### [What you need to do]
Would you retype the records below exactly as they appear?

········

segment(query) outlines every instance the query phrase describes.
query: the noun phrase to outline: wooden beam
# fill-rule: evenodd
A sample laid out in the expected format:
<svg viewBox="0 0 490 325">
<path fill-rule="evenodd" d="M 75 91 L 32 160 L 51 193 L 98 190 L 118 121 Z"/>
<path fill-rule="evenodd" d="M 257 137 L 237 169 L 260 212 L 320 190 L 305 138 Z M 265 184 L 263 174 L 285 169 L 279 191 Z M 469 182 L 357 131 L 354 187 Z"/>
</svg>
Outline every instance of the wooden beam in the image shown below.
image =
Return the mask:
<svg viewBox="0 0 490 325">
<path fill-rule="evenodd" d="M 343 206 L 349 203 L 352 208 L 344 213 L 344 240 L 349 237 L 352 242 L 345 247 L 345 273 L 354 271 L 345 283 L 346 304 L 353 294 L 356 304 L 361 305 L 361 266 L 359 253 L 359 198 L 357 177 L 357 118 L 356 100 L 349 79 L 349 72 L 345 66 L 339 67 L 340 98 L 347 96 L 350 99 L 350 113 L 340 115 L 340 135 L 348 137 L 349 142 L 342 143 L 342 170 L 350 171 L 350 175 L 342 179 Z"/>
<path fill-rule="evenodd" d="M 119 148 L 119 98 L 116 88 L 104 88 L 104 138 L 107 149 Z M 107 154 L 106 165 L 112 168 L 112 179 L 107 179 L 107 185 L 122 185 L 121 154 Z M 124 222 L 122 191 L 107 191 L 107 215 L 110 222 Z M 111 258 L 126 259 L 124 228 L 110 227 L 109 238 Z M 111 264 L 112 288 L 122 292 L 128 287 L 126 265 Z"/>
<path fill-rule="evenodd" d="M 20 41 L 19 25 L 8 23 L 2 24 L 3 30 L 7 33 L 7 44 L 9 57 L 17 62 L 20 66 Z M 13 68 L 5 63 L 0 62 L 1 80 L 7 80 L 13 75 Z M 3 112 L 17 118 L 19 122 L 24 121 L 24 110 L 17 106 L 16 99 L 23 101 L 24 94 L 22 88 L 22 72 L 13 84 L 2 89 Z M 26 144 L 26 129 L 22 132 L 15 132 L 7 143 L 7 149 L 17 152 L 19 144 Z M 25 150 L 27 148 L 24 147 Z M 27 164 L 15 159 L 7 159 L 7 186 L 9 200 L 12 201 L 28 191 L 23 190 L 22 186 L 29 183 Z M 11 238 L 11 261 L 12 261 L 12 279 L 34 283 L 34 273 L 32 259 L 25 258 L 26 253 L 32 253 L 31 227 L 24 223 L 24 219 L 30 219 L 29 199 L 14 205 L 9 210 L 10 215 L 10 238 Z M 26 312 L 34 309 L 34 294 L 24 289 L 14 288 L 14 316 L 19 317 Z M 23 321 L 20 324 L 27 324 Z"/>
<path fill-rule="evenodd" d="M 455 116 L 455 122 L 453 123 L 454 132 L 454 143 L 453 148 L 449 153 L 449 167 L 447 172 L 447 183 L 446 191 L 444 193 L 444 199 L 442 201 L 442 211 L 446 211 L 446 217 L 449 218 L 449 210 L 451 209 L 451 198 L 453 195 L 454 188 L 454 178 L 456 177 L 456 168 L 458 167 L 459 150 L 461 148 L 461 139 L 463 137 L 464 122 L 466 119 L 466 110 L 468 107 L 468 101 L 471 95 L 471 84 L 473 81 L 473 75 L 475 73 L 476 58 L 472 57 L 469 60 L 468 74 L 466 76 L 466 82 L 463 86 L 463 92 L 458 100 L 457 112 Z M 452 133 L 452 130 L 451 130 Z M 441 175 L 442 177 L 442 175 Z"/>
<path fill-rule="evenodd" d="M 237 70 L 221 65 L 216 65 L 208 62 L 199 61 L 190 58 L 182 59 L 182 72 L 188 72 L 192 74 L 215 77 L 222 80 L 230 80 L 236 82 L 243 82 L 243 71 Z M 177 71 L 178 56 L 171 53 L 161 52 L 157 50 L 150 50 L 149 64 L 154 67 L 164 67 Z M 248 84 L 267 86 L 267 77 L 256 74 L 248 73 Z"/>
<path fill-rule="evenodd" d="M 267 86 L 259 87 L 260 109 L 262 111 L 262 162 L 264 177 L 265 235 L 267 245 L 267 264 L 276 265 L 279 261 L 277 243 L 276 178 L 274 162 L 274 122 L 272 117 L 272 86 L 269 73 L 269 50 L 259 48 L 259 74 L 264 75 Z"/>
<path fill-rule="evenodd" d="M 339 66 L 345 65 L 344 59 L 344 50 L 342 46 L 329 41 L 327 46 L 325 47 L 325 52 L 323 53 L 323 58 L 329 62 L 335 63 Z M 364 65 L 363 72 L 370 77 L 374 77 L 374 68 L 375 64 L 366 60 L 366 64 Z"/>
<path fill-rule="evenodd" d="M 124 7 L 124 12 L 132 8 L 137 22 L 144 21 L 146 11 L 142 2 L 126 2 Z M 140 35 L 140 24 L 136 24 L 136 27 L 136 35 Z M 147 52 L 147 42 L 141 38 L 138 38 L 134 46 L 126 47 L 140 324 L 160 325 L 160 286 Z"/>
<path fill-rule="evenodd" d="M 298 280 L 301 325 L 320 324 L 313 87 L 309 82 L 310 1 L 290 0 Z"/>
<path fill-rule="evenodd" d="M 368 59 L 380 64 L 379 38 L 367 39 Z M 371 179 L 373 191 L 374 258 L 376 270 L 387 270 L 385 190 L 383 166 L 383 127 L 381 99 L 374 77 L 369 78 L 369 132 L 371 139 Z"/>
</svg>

········

### [Expected output]
segment(query) outlines every instance the query phrase describes.
query: the noun phrase to outline: wooden beam
# fill-rule: evenodd
A sample laid out in the expected format:
<svg viewBox="0 0 490 325">
<path fill-rule="evenodd" d="M 75 91 L 32 160 L 51 193 L 98 190 L 118 121 Z"/>
<path fill-rule="evenodd" d="M 257 137 L 237 169 L 260 212 L 320 190 L 305 138 Z M 265 184 L 263 174 L 285 169 L 279 191 Z M 469 182 L 357 131 L 354 187 Z"/>
</svg>
Outline every instance of the wooden beam in the image shown below.
image =
Return the mask:
<svg viewBox="0 0 490 325">
<path fill-rule="evenodd" d="M 343 206 L 349 203 L 352 208 L 344 213 L 344 240 L 349 237 L 352 242 L 345 247 L 345 273 L 354 271 L 345 283 L 346 304 L 353 294 L 356 304 L 361 305 L 361 266 L 359 253 L 359 198 L 357 177 L 357 118 L 356 100 L 349 79 L 349 72 L 345 66 L 339 67 L 340 98 L 347 96 L 350 99 L 350 113 L 340 115 L 340 135 L 348 137 L 349 142 L 342 143 L 342 170 L 350 171 L 350 175 L 342 179 Z"/>
<path fill-rule="evenodd" d="M 119 148 L 119 98 L 116 88 L 104 88 L 104 138 L 107 149 Z M 107 154 L 106 165 L 112 168 L 112 179 L 107 179 L 107 185 L 122 185 L 121 154 Z M 124 222 L 122 191 L 107 191 L 107 215 L 110 222 Z M 111 258 L 126 259 L 124 228 L 110 227 L 109 238 Z M 111 264 L 112 288 L 122 292 L 128 287 L 126 265 Z"/>
<path fill-rule="evenodd" d="M 20 41 L 19 25 L 8 23 L 2 24 L 3 30 L 7 33 L 7 44 L 9 57 L 17 62 L 20 66 Z M 13 68 L 5 63 L 0 62 L 1 80 L 7 80 L 13 75 Z M 3 112 L 17 118 L 19 122 L 24 121 L 24 110 L 17 106 L 16 99 L 23 101 L 24 94 L 22 88 L 22 72 L 13 84 L 2 89 Z M 26 144 L 26 129 L 22 132 L 15 132 L 7 143 L 7 149 L 17 152 L 19 144 Z M 25 150 L 27 148 L 24 147 Z M 27 164 L 15 159 L 7 159 L 7 186 L 9 200 L 12 201 L 28 191 L 23 190 L 22 186 L 29 183 Z M 11 238 L 11 261 L 12 261 L 12 279 L 34 283 L 34 273 L 32 259 L 25 258 L 26 253 L 32 253 L 31 227 L 24 223 L 24 219 L 30 219 L 29 199 L 14 205 L 9 210 L 10 215 L 10 238 Z M 26 312 L 34 309 L 34 294 L 24 289 L 14 288 L 14 316 L 19 317 Z M 23 321 L 20 324 L 27 324 Z"/>
<path fill-rule="evenodd" d="M 455 116 L 455 122 L 453 123 L 454 132 L 454 143 L 453 148 L 449 153 L 449 167 L 447 172 L 447 183 L 446 191 L 444 193 L 444 199 L 442 201 L 442 211 L 446 211 L 446 217 L 449 218 L 449 210 L 451 209 L 451 198 L 453 195 L 454 188 L 454 178 L 456 177 L 456 168 L 458 167 L 459 150 L 461 148 L 461 139 L 463 137 L 464 122 L 466 119 L 466 110 L 468 107 L 468 101 L 471 95 L 471 84 L 473 81 L 473 75 L 475 73 L 476 58 L 472 57 L 469 60 L 468 74 L 466 76 L 466 82 L 463 86 L 463 92 L 458 100 L 457 112 Z M 452 133 L 452 130 L 451 130 Z M 441 175 L 442 177 L 442 175 Z"/>
<path fill-rule="evenodd" d="M 237 70 L 221 65 L 216 65 L 208 62 L 199 61 L 190 58 L 182 59 L 182 72 L 188 72 L 192 74 L 215 77 L 222 80 L 230 80 L 236 82 L 243 82 L 243 71 Z M 177 71 L 178 56 L 171 53 L 161 52 L 157 50 L 150 50 L 149 64 L 154 67 L 164 67 Z M 248 84 L 267 86 L 267 77 L 256 74 L 248 73 Z"/>
<path fill-rule="evenodd" d="M 267 86 L 259 87 L 260 109 L 262 111 L 262 162 L 264 177 L 265 235 L 267 245 L 267 264 L 276 265 L 279 261 L 277 243 L 276 178 L 274 162 L 274 122 L 272 117 L 272 86 L 269 73 L 269 50 L 259 48 L 259 74 L 264 75 Z"/>
<path fill-rule="evenodd" d="M 339 66 L 345 65 L 344 59 L 344 50 L 342 46 L 329 41 L 327 46 L 325 47 L 325 52 L 323 53 L 323 58 L 329 62 L 335 63 Z M 364 65 L 363 72 L 370 77 L 374 77 L 374 68 L 375 64 L 366 60 L 366 64 Z"/>
<path fill-rule="evenodd" d="M 124 7 L 124 12 L 132 8 L 137 22 L 144 21 L 146 11 L 142 2 L 126 2 Z M 140 35 L 140 24 L 136 24 L 136 27 L 136 35 Z M 147 52 L 147 42 L 141 38 L 138 38 L 134 46 L 126 47 L 140 324 L 160 325 L 160 286 Z"/>
<path fill-rule="evenodd" d="M 298 280 L 301 325 L 320 324 L 313 87 L 309 82 L 310 1 L 290 0 Z"/>
<path fill-rule="evenodd" d="M 368 59 L 380 64 L 379 38 L 367 39 Z M 371 179 L 373 191 L 374 258 L 376 270 L 387 270 L 385 190 L 383 166 L 383 127 L 381 99 L 374 77 L 369 78 L 369 132 L 371 139 Z"/>
</svg>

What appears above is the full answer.